Clippers 9/17: Discussion of Self-Taught Evaluators paper

Michael White will lead a discussion of Meta’s Self-Taught Evaluators paper.


Self-Taught Evaluators

Tianlu Wang, Ilia Kulikov, Olga Golovneva, Ping Yu, Weizhe Yuan, Jane Dwivedi-Yu, Richard Yuanzhe Pang, Maryam Fazel-Zarandi, Jason Weston, Xian Li

https://arxiv.org/abs/2408.02666

Model-based evaluation is at the heart of successful model development — as a reward model for training, and as a replacement for human evaluation. To train such evaluators, the standard approach is to collect a large amount of human preference judgments over model responses, which is costly and the data becomes stale as models improve. In this work, we present an approach that aims to improve evaluators without human annotations, using synthetic training data only. Starting from unlabeled instructions, our iterative self-improvement scheme generates contrasting model outputs and trains an LLM-as-a-Judge to produce reasoning traces and final judgments, repeating this training at each new iteration using the improved predictions. Without any labeled preference data, our Self-Taught Evaluator can improve a strong LLM (Llama3-70B-Instruct) from 75.4 to 88.3 (88.7 with majority vote) on RewardBench. This outperforms commonly used LLM judges such as GPT-4 and matches the performance of the top-performing reward models trained with labeled examples.

ENTRIES PROVIDED

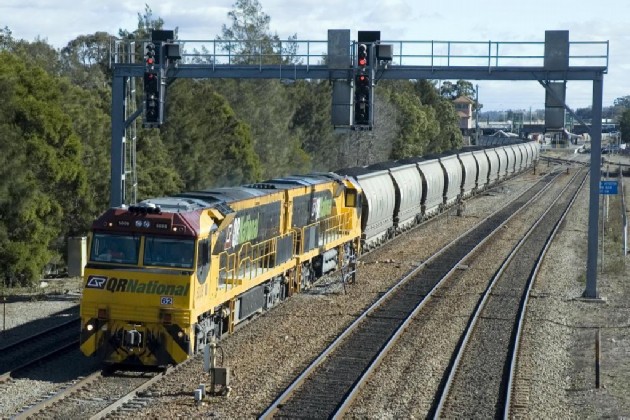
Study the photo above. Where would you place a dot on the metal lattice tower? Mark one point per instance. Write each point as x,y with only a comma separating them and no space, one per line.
124,52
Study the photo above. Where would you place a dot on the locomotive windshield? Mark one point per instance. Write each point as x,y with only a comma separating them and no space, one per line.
169,252
115,248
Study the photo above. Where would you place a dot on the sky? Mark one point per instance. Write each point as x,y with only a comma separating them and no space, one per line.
60,21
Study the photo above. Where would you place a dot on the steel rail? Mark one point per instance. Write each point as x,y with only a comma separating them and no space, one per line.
31,411
62,349
274,406
481,304
345,405
30,337
523,311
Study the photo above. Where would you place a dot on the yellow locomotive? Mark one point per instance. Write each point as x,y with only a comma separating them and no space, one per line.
167,274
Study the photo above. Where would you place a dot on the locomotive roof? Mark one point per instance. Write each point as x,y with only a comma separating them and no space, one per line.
293,180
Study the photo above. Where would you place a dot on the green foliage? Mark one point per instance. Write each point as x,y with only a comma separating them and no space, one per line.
207,144
311,123
417,126
157,175
250,26
55,131
41,176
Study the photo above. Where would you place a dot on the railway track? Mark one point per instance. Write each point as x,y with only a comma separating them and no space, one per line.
328,385
479,380
97,396
31,350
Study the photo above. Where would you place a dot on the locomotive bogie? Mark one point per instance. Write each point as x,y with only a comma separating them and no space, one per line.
169,274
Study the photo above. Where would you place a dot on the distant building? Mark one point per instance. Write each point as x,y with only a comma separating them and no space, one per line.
463,106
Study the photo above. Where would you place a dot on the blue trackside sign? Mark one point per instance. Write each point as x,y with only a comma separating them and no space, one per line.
608,187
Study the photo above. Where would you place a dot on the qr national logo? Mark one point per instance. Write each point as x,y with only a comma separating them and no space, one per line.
96,282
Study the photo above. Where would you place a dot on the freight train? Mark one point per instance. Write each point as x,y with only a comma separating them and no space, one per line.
167,275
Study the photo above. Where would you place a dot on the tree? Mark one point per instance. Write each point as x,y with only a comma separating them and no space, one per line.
146,23
86,60
263,104
207,144
255,44
42,179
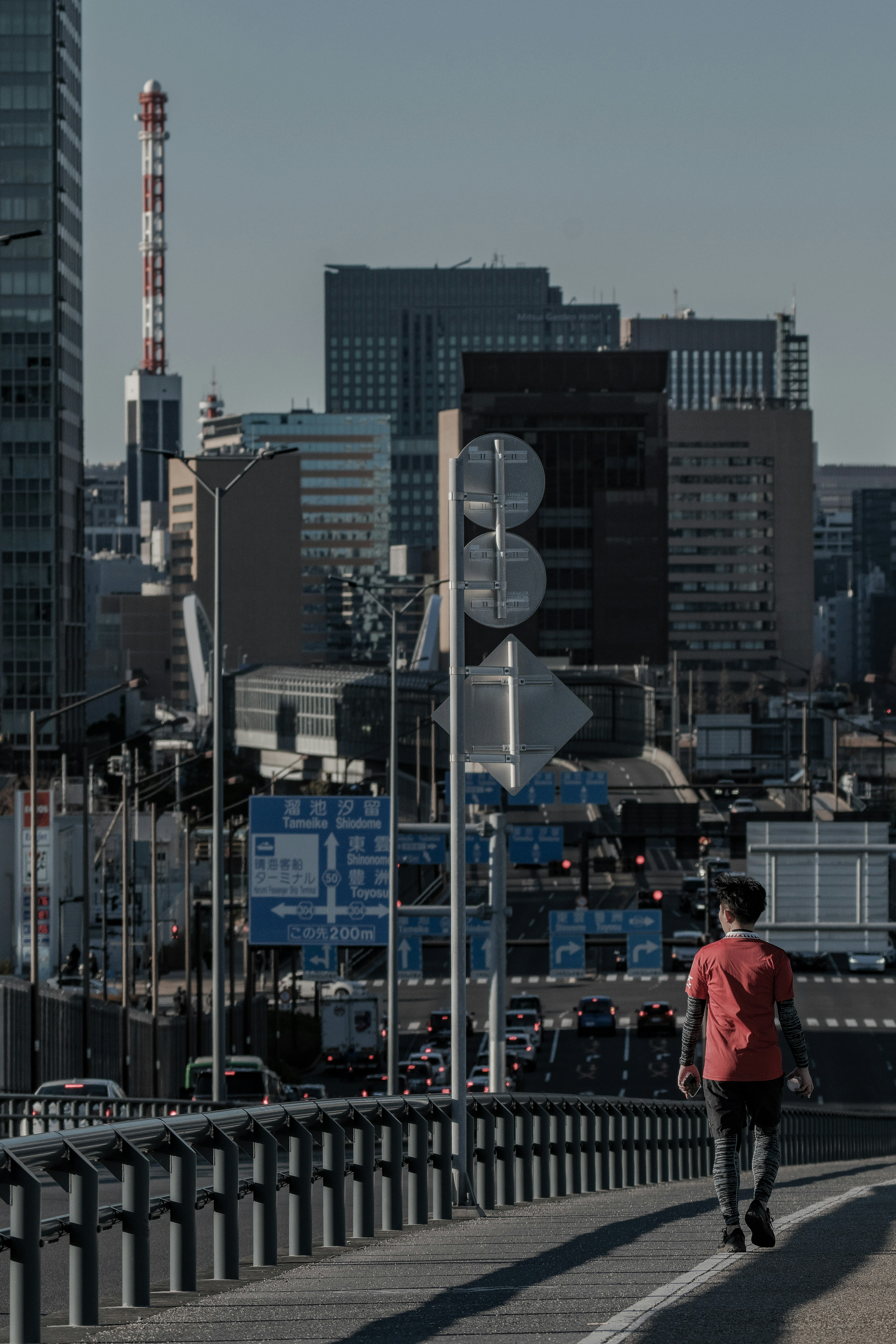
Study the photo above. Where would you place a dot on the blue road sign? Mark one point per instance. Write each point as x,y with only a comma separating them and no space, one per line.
606,921
319,870
410,955
645,952
535,845
567,952
584,787
539,792
320,957
421,849
436,927
477,850
480,953
481,789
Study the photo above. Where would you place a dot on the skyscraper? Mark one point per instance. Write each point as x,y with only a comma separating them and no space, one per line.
41,362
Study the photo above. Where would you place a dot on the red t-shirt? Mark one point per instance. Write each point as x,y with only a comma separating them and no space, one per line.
742,979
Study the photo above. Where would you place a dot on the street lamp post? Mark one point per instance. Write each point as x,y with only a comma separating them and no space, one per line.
135,683
392,953
220,1046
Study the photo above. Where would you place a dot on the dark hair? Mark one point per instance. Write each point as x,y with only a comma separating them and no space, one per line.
745,897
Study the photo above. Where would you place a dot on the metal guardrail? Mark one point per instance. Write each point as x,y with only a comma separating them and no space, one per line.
520,1148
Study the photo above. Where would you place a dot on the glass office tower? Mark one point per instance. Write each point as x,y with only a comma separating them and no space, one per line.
41,365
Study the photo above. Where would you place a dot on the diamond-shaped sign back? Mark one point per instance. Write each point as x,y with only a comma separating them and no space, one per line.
516,714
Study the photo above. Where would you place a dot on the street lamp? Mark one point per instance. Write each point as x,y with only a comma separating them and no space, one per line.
393,612
133,685
220,1051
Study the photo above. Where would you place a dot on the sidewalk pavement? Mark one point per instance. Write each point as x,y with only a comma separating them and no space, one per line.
562,1272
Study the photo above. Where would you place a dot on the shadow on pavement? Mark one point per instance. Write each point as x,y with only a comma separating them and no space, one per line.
425,1322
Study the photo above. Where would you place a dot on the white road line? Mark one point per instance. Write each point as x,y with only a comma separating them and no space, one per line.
625,1323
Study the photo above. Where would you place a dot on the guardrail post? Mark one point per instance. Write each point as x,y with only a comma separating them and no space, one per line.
442,1171
182,1166
84,1254
558,1151
392,1151
265,1195
418,1167
334,1182
525,1155
363,1176
484,1150
301,1162
504,1155
22,1191
589,1166
226,1205
574,1150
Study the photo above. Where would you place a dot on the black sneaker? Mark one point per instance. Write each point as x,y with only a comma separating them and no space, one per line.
760,1224
733,1238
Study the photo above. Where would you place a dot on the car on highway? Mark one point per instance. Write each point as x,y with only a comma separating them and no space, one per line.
596,1017
526,1019
440,1025
870,961
658,1019
479,1080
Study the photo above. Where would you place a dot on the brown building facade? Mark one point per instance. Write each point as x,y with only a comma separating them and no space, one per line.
598,424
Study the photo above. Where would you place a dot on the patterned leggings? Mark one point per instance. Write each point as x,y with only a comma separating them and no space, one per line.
726,1171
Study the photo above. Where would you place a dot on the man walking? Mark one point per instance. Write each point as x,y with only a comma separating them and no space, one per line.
739,980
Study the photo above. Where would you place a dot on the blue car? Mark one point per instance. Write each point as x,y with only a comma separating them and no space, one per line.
597,1017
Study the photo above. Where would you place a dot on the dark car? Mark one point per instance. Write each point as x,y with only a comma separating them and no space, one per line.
440,1027
249,1086
597,1017
658,1019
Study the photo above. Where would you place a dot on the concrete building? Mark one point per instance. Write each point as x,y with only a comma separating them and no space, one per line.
741,545
293,531
41,376
598,422
718,363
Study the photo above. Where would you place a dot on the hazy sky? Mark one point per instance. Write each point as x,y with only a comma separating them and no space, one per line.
730,151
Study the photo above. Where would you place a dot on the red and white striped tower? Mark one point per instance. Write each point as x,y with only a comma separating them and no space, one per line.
152,244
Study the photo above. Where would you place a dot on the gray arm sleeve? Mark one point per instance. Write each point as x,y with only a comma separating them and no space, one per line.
792,1027
691,1030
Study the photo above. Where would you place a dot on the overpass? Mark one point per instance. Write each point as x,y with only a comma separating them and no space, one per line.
588,1220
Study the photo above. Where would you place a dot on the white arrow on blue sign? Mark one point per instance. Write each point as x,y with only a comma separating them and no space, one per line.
410,955
319,870
480,953
606,921
481,789
421,849
584,787
535,845
567,952
644,952
539,792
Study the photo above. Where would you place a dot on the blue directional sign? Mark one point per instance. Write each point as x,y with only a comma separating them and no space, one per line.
410,955
584,787
481,789
319,870
320,959
539,792
535,845
421,849
645,952
480,953
606,921
567,952
477,850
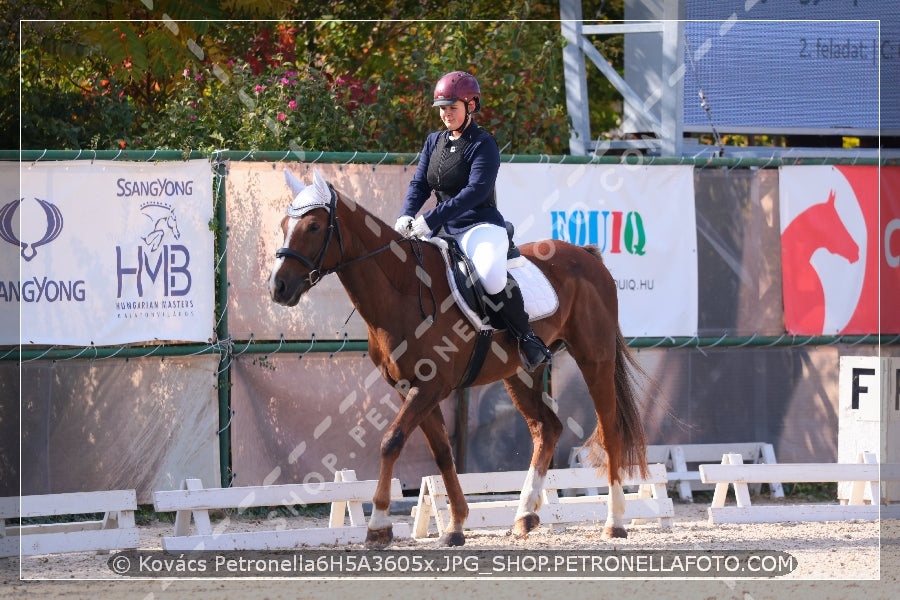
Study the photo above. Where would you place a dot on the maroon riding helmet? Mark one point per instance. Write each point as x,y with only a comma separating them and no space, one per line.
457,85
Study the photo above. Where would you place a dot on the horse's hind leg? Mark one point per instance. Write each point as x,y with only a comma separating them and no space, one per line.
600,378
436,436
526,391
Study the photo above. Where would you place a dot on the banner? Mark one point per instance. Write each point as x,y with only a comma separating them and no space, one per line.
889,241
831,240
641,218
111,252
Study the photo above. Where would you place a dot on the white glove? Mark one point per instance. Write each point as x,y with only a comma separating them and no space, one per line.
403,225
419,227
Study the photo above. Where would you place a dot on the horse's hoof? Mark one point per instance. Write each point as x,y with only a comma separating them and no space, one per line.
379,538
526,524
452,538
614,532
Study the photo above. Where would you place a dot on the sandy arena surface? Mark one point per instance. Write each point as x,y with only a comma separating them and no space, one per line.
833,560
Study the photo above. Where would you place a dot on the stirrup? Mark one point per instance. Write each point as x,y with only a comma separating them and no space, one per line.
538,355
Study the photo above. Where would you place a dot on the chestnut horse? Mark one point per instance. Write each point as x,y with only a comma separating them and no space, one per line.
422,345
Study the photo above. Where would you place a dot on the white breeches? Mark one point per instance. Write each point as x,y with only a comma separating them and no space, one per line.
486,246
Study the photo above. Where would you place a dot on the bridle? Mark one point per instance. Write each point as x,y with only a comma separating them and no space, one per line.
316,273
315,265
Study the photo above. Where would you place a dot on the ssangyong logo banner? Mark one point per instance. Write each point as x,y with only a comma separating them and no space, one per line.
111,252
833,245
641,218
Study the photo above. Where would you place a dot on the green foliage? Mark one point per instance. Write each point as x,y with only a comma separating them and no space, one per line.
329,76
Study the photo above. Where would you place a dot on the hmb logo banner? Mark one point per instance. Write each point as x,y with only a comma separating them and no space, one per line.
109,253
641,218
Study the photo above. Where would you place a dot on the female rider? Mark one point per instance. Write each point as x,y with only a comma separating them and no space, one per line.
460,166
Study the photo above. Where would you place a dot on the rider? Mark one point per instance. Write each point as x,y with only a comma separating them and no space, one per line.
460,166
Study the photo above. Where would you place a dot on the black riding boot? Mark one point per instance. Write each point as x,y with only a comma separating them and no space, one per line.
510,305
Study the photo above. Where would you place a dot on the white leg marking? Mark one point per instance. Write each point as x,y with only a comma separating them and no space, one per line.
379,519
530,499
616,516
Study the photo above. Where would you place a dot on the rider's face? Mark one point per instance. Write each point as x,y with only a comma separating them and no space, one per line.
454,115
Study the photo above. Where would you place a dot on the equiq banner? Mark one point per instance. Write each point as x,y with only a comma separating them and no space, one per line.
641,218
111,253
833,245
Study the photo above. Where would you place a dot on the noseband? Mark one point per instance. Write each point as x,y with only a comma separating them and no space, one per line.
315,265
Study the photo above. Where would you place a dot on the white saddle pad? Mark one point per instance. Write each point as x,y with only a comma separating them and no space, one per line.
540,298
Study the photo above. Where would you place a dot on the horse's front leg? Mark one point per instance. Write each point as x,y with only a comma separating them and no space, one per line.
545,429
416,407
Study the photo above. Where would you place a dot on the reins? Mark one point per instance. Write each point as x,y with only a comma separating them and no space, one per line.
316,273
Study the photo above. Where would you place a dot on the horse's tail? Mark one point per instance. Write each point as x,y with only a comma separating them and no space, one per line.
628,417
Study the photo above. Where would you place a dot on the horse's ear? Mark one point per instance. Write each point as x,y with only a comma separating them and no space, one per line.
321,185
295,184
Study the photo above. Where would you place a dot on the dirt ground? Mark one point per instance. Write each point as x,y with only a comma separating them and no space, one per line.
833,560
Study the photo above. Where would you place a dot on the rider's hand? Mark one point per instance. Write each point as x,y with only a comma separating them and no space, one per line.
419,227
403,225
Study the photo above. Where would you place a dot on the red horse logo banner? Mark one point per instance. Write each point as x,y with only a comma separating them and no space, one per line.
832,245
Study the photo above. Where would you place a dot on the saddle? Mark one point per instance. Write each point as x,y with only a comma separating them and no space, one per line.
540,297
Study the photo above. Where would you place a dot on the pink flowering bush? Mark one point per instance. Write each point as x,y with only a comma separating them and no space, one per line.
283,106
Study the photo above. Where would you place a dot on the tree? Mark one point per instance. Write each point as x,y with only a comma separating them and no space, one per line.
147,74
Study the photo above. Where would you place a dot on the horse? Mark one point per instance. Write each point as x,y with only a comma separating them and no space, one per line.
421,346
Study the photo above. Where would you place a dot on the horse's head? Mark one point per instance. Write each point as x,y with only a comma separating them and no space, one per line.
308,227
172,224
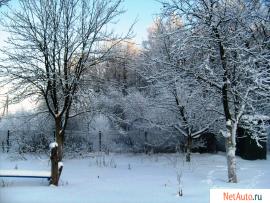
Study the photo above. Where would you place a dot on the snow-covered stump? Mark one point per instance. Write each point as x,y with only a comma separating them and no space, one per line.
231,162
56,166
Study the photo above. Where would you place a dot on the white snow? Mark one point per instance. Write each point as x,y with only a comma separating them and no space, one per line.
60,164
130,179
53,145
25,173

ASSIGNMENT
Summarize the Self-Taught Evaluators announcement in two sentences. The lines have no role in this exercise.

TASK OUTPUT
Michael White will lead a Clippers discussion of Meta's Self-Taught Evaluators paper, which presents an iterative self-improvement scheme for training an LLM-as-a-Judge on synthetic data alone, without human annotations. Without any labeled preference data, the method raises Llama3-70B-Instruct from 75.4 to 88.3 on RewardBench (88.7 with majority vote), outperforming commonly used LLM judges such as GPT-4 and matching the top reward models trained with labeled examples.